The metamorphosis is complete. Chairlift have burst out from their beginnings making ambient music for haunted-houses and have turned into a flamboyant, joyful, dance-floor bound act.
Self-produced third album ‘Moth’ is relentlessly creative. Unlike their previous two records, there’s no sense that Chairlift have gone rifling through their record collection looking for yet more gloomy 1980s pop to inspire them. ‘Moth’ really does sound like a group (now a duo after Aaron Pfenning split with the group back before Chairlift’s second album, ‘Something’) that have moved onto something new.
The first glimpse of their newest effort came in the form of the towering ‘Ch-Ching’; the duo’s dazzling, inventive lead single. Who would have thought that the same people behind ‘Bruises’ could have created something as brilliant bizarre as their opening gambit. It’s weird, it’s wonderful and it’s infectious, leaving the listener singing “27-99-23” non-stop.

*-*-*

■ **TASK STATEMENT**:
Can you continue the review of Chairlift's album 'Moth' from the point where it stops, starting right after its last sentence?

[Referring expression pointing data]
*-*-*

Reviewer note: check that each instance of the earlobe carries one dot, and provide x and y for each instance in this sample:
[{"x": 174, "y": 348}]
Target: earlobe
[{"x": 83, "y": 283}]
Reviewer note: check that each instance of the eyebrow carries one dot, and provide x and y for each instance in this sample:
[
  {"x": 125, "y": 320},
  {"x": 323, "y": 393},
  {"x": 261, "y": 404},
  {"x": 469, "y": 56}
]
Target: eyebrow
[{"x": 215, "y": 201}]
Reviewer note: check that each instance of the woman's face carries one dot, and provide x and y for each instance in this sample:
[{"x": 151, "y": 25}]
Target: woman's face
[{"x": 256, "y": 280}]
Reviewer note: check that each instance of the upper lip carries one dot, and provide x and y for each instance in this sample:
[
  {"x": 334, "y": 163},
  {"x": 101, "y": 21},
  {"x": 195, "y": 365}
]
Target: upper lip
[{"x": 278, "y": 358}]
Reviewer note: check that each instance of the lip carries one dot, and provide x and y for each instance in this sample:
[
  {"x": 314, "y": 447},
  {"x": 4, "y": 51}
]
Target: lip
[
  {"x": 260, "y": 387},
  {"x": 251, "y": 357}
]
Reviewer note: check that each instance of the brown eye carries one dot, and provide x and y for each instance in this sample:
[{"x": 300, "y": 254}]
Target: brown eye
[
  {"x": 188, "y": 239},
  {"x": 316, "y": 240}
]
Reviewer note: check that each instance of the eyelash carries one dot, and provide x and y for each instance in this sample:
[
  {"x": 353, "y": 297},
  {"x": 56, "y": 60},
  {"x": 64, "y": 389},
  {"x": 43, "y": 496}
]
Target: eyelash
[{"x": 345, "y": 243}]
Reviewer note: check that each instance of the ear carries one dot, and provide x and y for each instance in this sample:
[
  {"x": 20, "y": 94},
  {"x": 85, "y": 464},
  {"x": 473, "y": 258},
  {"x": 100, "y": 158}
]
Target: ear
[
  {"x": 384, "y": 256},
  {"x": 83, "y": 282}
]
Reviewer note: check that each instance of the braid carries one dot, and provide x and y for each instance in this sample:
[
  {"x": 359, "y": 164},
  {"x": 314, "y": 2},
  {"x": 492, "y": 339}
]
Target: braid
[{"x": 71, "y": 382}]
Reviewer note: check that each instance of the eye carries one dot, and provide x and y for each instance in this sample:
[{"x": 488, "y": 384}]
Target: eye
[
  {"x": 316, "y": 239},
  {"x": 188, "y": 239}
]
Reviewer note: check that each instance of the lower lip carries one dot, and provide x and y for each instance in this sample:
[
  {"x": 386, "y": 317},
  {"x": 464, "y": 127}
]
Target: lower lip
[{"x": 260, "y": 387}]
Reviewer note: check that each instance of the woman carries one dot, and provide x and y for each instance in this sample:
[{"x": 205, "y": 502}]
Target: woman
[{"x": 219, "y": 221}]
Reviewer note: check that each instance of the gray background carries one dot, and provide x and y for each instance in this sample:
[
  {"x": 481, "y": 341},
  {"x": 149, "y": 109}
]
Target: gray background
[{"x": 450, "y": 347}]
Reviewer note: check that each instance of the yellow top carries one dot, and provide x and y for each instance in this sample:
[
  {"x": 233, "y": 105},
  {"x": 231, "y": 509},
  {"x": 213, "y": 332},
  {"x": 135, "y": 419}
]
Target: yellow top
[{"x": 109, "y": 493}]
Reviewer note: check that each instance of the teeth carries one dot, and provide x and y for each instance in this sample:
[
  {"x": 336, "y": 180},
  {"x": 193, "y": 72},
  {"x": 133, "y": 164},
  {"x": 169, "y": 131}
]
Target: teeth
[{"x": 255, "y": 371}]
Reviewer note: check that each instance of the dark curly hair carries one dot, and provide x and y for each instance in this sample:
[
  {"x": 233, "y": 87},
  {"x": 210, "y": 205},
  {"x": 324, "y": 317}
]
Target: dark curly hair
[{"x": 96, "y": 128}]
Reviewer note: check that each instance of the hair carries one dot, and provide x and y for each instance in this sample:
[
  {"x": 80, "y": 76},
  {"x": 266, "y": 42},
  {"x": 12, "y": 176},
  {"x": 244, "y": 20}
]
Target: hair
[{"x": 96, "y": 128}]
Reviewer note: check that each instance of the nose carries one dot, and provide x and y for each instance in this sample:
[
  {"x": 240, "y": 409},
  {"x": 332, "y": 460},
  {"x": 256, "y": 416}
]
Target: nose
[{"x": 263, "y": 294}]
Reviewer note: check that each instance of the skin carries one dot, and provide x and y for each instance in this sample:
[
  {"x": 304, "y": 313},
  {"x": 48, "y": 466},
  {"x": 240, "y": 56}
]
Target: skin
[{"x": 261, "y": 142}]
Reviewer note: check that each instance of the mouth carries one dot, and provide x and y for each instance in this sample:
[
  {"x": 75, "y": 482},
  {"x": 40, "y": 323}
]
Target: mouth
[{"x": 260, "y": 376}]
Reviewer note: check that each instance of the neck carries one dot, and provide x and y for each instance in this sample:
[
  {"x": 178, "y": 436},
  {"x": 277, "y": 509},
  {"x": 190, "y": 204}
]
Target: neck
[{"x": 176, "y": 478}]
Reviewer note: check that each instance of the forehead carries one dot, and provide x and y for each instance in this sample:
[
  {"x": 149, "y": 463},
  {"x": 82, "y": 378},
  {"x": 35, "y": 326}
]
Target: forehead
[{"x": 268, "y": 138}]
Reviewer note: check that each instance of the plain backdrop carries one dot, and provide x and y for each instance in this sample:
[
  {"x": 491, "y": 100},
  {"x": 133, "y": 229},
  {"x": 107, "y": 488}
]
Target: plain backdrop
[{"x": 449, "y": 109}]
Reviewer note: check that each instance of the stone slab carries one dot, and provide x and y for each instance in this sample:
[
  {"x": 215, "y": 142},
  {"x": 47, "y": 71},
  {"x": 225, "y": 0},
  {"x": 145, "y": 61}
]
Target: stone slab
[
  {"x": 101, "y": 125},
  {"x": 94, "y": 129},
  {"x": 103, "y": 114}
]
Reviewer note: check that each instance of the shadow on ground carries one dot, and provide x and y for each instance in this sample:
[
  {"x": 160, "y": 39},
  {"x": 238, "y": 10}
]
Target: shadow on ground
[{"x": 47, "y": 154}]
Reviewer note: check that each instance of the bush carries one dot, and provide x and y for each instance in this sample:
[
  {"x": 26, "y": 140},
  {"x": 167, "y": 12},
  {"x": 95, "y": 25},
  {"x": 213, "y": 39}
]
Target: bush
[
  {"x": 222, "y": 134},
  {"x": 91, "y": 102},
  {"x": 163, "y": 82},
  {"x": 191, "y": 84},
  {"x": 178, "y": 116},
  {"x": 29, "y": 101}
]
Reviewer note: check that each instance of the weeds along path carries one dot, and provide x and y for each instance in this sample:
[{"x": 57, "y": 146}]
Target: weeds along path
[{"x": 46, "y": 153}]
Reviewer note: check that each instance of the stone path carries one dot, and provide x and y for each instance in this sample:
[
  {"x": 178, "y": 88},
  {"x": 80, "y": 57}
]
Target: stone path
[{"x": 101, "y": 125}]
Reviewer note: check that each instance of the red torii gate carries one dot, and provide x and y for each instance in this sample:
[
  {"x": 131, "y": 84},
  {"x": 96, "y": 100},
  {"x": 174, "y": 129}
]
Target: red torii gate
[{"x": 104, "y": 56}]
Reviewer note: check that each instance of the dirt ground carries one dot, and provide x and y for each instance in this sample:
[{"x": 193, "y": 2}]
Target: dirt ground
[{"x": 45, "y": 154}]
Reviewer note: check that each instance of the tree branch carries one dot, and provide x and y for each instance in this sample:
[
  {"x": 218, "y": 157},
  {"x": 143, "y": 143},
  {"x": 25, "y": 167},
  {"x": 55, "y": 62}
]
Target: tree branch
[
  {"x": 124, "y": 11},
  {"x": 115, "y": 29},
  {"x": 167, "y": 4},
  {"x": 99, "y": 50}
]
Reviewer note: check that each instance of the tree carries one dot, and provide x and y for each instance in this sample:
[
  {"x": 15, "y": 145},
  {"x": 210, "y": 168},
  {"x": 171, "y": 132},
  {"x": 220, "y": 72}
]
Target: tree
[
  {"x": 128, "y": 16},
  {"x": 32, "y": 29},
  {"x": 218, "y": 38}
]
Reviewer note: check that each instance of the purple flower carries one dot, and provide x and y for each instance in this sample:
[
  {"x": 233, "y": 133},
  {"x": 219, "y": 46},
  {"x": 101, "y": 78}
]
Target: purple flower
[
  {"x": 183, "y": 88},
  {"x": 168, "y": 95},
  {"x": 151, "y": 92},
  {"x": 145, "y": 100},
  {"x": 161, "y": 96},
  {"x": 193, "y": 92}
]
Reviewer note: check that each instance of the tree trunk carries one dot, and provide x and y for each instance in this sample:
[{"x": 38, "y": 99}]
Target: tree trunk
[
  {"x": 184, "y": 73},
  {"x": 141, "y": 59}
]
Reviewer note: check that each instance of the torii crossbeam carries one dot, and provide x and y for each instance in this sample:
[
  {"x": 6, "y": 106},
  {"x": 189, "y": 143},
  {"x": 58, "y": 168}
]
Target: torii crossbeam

*-*-*

■ **ANSWER BOX**:
Elsewhere, with its space age zapping synths, there’s a distinct St. Vincent influence present on the pace-y ‘Romeo’, and a dabble of funk pulse and guitar upstrokes on ‘Polymorphing’. This isn’t to say that ‘Moth’ is just an album for losing your shit to, though. Following its thrilling start, the tone switches down as Polachek makes things intimate and personal on ‘Crying In Public’; “I’m sorry I’m causing a scene on the train/I’ve fallen for you/I’ve fallen for you.” The duo are in a similarly subdued mood - “But for now, don’t wait for me” on ‘Unfinished Business’ – proving that ‘Moth’ isn’t all about getting ready for the floor.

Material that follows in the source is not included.